━━ Input for this task

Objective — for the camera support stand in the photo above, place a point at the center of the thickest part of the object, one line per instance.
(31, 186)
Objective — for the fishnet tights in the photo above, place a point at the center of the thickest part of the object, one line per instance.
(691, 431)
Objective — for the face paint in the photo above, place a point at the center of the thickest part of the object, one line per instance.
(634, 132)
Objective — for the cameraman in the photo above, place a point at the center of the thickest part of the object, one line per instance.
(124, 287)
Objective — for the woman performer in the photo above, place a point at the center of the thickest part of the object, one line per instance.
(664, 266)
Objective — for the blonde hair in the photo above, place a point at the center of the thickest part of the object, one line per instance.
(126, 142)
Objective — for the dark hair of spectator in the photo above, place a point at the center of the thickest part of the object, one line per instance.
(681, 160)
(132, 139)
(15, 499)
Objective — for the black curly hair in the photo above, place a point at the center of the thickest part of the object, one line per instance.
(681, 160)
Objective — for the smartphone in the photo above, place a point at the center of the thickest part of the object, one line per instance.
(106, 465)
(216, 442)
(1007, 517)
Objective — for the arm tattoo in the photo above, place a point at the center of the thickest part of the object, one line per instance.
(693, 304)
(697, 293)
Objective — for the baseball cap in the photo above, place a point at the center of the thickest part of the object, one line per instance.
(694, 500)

━━━━

Beginning at the line containing "Objective — for the baseball", repeat each line exactly through the last line of the entries, and include no other lines.

**Exercise output:**
Objective — for the baseball cap in the photo above, place a point at the center of the thickest part of the object, one line per instance.
(694, 500)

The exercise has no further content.